__Page text__.
----------
Tiktok worse than alcohol. The addiction that nobody fights

Francesca Vivenzi
31/08/2025
Powers

Scrolling through TikTok, YouTube’s ‘shorts’ videos or Instagram’s ‘reel’ section can impair our brain functions more than moderate alcohol consumption.

As with the latter, of course, it is the dose that makes the poison. But the data confirm it: short videos induce spikes of dopamine – the neurotransmitter associated with pleasure – that over-stimulate the brain’s reward pathways, in a similar way to alcohol consumption and gambling, leading us to develop a similar addiction.

Effects on the brain

Excessive stimulation of the dopamine system causes loss of self-control and an inability to concentrate on anything that does not offer immediate gratification. By bombarding us with stimuli, scrolling activity in fact causes important functional changes in our brain circuits, although without causing direct physical damage to the cells (and this is what distinguishes it from alcohol abuse).
One speaks, in this case, of ‘rewiring’ of circuits.

MRI data suggest a link between intense and prolonged binge-watching of short videos and a thinning of the prefrontal cortex. This is an area crucial for self-control, attention and awareness in decision-making, all the more so if it is damaged before its full maturation (i.e. around the age of 25).

Dysfunctions of thehippocampus are also documented, negatively affecting sleep quality and memory.
----------
__Actions to take__.
1 > Condense the paragraph of the short-video article beginning "Excessive stimulation of the dopamine system" into a brief bulleted list that keeps its main facts.
2 > In the short-video article, take the part that opens with the words containing "Effects on the" and closes with "from alcohol abuse).", and write it out again with "scrolling activity" swapped for "short-video viewing".
Answer solely from the short-video article.
----------
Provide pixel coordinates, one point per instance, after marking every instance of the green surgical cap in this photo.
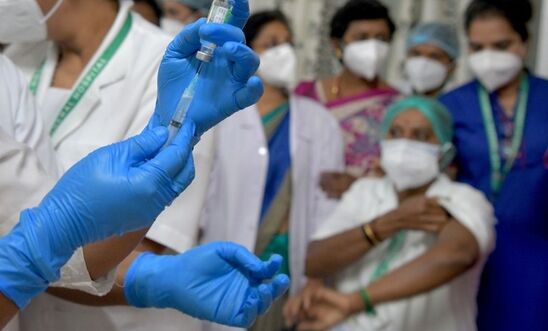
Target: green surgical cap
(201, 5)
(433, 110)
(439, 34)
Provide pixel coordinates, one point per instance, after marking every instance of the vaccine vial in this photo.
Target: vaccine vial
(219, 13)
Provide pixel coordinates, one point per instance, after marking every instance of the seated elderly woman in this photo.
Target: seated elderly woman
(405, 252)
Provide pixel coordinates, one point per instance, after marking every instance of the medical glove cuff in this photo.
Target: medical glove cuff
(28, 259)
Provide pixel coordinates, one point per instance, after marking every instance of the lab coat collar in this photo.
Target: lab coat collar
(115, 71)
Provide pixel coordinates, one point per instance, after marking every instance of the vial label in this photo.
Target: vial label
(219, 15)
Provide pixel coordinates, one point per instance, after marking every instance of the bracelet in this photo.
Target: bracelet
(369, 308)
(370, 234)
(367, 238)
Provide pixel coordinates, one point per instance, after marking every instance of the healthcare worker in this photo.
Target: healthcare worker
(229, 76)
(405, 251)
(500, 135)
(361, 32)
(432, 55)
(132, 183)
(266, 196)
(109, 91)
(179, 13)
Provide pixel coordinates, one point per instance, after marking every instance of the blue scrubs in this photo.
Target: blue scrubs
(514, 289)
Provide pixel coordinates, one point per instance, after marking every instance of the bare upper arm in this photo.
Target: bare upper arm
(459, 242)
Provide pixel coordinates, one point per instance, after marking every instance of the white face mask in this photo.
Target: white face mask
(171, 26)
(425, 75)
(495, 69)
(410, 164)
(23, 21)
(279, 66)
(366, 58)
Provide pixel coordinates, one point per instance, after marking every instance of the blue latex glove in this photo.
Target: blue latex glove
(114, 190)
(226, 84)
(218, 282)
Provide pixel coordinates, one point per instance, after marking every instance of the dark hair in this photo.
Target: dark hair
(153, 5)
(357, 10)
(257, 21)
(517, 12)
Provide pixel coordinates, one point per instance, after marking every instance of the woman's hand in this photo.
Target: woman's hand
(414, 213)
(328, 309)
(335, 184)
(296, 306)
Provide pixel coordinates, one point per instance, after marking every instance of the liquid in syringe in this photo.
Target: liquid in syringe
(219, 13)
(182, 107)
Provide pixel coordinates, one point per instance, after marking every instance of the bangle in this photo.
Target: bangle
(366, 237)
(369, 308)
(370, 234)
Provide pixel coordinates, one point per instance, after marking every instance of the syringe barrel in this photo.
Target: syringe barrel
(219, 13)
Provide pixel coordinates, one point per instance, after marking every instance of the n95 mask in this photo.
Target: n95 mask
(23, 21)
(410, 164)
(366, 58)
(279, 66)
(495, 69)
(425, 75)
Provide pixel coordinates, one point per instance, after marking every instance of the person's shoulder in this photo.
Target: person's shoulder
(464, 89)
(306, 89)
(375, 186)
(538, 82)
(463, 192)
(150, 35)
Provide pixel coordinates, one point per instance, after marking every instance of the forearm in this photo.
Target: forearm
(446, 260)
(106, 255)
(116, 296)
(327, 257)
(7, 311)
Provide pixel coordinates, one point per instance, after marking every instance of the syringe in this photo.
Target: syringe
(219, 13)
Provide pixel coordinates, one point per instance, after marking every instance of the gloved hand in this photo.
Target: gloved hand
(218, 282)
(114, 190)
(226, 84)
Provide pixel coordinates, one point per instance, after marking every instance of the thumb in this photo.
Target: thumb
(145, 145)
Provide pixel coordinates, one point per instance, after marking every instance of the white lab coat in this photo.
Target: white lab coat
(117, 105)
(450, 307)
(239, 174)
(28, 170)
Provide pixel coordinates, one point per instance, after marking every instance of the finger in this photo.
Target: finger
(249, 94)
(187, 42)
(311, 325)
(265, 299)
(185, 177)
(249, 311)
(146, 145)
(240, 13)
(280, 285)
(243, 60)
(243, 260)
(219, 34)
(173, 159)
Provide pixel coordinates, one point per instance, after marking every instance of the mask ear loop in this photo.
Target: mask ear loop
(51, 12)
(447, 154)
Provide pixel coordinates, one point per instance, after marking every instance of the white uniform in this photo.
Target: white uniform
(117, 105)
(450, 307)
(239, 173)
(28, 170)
----------
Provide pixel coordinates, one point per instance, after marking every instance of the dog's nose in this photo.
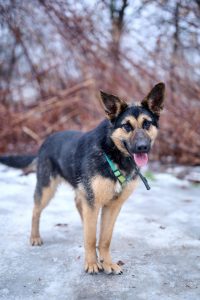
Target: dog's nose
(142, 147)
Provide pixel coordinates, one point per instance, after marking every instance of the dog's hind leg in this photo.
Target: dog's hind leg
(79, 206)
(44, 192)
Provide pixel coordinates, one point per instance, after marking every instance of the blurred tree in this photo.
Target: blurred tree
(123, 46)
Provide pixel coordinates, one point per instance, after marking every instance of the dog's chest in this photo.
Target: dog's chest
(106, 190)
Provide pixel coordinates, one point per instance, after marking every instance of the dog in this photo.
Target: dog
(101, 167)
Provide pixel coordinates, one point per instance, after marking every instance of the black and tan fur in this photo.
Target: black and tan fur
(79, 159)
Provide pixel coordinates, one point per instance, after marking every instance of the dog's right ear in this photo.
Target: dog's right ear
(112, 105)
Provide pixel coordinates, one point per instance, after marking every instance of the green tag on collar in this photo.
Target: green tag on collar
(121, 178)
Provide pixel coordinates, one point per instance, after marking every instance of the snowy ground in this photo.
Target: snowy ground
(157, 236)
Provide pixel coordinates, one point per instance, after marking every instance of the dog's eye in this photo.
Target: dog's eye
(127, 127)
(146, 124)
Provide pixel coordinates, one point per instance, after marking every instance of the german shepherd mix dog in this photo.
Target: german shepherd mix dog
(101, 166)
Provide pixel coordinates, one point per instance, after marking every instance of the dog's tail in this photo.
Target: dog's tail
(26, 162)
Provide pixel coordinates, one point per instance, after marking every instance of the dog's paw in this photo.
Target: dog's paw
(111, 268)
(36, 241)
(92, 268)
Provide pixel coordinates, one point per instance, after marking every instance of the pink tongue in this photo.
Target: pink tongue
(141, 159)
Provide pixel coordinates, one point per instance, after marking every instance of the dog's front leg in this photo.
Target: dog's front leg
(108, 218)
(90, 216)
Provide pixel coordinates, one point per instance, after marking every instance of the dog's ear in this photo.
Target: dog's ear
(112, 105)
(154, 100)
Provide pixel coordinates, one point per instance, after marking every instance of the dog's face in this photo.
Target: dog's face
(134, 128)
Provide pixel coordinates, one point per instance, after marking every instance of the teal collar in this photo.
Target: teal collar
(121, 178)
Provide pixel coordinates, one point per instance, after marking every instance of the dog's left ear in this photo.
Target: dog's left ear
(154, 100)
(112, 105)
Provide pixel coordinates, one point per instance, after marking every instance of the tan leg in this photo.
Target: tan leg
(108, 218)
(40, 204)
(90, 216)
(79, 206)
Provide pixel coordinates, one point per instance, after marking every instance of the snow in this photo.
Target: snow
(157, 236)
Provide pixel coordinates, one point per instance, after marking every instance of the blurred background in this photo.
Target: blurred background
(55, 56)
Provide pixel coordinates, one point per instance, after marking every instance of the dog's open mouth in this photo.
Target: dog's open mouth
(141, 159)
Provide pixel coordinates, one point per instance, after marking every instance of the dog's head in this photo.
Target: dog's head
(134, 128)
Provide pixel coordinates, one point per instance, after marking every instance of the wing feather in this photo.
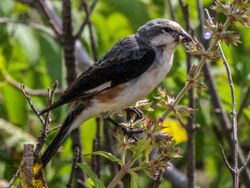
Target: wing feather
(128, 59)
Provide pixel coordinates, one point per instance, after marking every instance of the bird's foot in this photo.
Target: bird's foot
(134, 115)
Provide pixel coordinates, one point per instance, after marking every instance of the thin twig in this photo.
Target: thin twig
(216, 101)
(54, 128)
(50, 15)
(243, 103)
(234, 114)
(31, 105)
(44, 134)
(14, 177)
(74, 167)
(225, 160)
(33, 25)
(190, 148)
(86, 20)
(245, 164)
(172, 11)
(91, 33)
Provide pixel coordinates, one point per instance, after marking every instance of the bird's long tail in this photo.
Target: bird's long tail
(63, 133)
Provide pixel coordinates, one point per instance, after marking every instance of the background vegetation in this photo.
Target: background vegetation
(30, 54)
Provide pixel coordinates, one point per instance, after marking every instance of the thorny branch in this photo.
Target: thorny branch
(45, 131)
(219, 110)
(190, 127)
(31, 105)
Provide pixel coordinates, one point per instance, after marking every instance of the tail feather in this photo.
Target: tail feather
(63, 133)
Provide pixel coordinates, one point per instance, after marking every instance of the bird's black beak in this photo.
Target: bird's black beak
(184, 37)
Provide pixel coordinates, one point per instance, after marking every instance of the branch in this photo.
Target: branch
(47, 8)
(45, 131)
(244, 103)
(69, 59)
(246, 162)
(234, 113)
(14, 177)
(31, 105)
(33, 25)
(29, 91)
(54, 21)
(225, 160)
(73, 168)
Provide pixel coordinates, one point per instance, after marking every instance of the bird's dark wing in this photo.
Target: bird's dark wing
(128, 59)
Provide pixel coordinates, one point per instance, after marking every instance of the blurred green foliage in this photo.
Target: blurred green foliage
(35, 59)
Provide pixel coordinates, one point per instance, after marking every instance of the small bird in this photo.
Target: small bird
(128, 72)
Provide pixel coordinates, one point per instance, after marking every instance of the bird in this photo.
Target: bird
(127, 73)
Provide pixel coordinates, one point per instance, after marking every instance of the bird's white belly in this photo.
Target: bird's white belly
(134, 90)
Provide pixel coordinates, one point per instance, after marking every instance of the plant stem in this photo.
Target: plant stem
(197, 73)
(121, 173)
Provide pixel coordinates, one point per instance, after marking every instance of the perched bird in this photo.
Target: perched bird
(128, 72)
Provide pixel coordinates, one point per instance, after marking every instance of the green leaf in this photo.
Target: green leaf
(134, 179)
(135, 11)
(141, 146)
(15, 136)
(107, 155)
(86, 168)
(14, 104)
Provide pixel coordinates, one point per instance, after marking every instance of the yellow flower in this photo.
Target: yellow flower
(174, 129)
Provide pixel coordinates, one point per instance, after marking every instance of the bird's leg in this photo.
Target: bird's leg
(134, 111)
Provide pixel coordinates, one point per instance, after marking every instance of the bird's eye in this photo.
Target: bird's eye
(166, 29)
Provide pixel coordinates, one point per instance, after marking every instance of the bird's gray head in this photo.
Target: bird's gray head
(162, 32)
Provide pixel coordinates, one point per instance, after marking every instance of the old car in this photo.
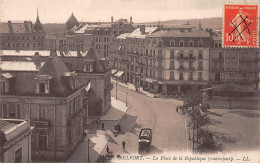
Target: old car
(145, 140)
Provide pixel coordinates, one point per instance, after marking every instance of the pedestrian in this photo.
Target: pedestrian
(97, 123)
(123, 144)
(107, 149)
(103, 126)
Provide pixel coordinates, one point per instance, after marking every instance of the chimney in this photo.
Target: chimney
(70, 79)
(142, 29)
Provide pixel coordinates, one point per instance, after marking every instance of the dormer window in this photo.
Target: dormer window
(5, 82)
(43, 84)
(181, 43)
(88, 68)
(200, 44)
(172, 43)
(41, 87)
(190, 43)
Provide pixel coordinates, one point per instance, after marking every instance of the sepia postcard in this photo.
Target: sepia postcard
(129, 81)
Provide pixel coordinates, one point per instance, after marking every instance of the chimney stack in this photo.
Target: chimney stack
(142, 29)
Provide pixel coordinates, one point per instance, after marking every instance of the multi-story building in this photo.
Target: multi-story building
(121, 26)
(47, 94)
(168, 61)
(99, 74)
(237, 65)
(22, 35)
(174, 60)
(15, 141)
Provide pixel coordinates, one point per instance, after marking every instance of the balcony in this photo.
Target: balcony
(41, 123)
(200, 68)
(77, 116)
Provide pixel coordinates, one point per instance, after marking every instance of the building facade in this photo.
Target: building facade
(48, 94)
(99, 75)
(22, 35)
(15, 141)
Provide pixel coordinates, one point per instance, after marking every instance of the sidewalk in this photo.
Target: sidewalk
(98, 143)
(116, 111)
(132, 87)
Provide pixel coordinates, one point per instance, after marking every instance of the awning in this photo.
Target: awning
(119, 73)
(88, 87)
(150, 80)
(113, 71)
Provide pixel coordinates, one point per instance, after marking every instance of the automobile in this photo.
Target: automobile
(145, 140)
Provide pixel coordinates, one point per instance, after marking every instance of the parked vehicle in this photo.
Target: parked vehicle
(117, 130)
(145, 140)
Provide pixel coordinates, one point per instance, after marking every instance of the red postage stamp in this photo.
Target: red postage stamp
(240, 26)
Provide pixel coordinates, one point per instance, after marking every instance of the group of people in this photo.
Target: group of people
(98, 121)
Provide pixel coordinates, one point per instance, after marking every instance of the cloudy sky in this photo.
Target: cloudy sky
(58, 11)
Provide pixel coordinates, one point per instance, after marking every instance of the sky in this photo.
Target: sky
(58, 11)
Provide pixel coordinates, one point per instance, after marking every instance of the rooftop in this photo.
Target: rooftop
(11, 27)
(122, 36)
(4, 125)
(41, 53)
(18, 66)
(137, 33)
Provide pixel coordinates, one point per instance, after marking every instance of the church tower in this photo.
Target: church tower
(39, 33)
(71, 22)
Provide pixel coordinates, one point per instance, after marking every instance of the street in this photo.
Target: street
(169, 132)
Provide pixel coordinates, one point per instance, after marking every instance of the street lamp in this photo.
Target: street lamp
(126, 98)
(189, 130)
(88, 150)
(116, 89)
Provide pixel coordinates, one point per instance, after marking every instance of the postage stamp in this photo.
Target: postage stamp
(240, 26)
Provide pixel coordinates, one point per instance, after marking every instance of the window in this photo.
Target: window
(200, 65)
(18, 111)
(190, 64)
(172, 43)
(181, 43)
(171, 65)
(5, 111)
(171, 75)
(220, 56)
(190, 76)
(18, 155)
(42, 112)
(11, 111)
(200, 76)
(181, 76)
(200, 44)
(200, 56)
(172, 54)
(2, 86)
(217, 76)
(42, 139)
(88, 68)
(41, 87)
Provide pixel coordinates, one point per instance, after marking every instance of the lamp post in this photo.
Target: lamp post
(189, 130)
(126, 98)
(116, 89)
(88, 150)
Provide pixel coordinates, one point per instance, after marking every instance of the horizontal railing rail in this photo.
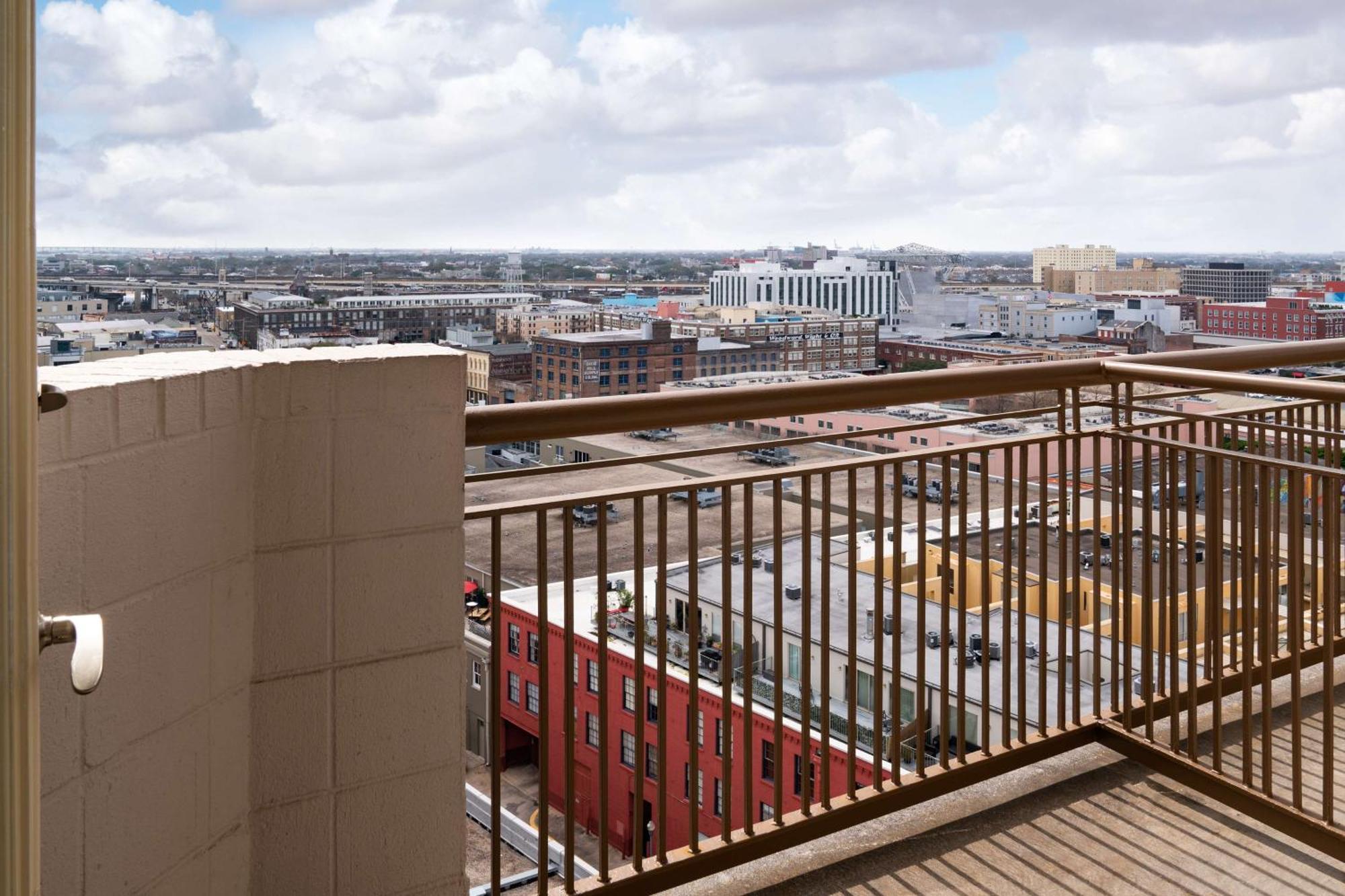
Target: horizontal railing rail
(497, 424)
----------
__Responses for each task__.
1 >
- Overstimulation of the dopamine system leads to loss of self-control and an inability to focus on anything without immediate gratification.
- Scrolling bombards the brain with stimuli and causes important functional changes in brain circuits.
- It does not directly damage brain cells, which distinguishes it from alcohol abuse.

2 >
Effects on the brain

Excessive stimulation of the dopamine system causes loss of self-control and an inability to concentrate on anything that does not offer immediate gratification. By bombarding us with stimuli, short-video viewing in fact causes important functional changes in our brain circuits, although without causing direct physical damage to the cells (and this is what distinguishes it from alcohol abuse).